**Assignment**. Pictures aside, each record should be reproduced exactly.

*** Opening Data for this task ***

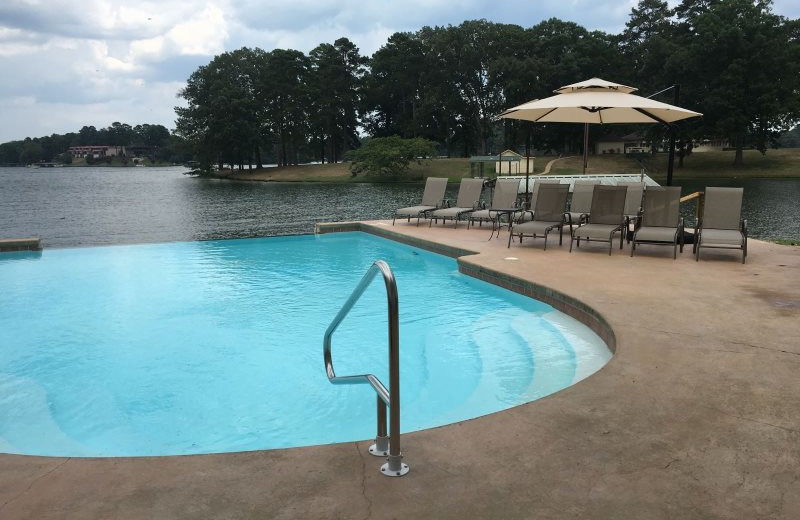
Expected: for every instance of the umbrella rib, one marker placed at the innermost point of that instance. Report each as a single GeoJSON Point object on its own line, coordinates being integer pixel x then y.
{"type": "Point", "coordinates": [651, 116]}
{"type": "Point", "coordinates": [543, 115]}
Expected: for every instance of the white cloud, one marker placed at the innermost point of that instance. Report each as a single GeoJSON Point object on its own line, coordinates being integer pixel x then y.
{"type": "Point", "coordinates": [205, 33]}
{"type": "Point", "coordinates": [68, 63]}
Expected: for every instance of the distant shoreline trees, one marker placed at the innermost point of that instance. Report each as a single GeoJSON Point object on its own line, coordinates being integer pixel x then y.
{"type": "Point", "coordinates": [155, 141]}
{"type": "Point", "coordinates": [735, 60]}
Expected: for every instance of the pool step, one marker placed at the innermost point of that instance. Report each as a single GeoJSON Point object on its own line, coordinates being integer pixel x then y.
{"type": "Point", "coordinates": [20, 244]}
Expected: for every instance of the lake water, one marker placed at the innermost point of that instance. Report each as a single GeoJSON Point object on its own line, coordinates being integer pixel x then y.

*** Closing Data for this task ***

**Written response**.
Expected: for every instance of the umbrella rib, one marker placed at the innermost point of that instance. Report each as a single GeoJSON Point object on its own line, coordinates being integer pixel x then y.
{"type": "Point", "coordinates": [651, 116]}
{"type": "Point", "coordinates": [543, 115]}
Expected: for every instance of the white cloud, one marker placed at the innermost point of that instance. Report each as a single GeoJSON Point object on its own line, coordinates being integer pixel x then y.
{"type": "Point", "coordinates": [205, 33]}
{"type": "Point", "coordinates": [68, 63]}
Expected: for every instance of the distant shoreline trees, one marker placed at the innermost point of that instance. Report each as a single GeoJSON Point object on its own line, coordinates being integer pixel x then y.
{"type": "Point", "coordinates": [155, 141]}
{"type": "Point", "coordinates": [735, 60]}
Expected: for every instance of the pool step, one marker placed at the innermost point of that instance. Report each as a single GeoJSON Point object on its own line, coordinates being integer pixel x then y.
{"type": "Point", "coordinates": [20, 244]}
Expected: for every instance of the lake water, one marker placed at the innermost point of that instance. Report each as a single GeoJSON Point object on its own line, coordinates being integer pixel x then y.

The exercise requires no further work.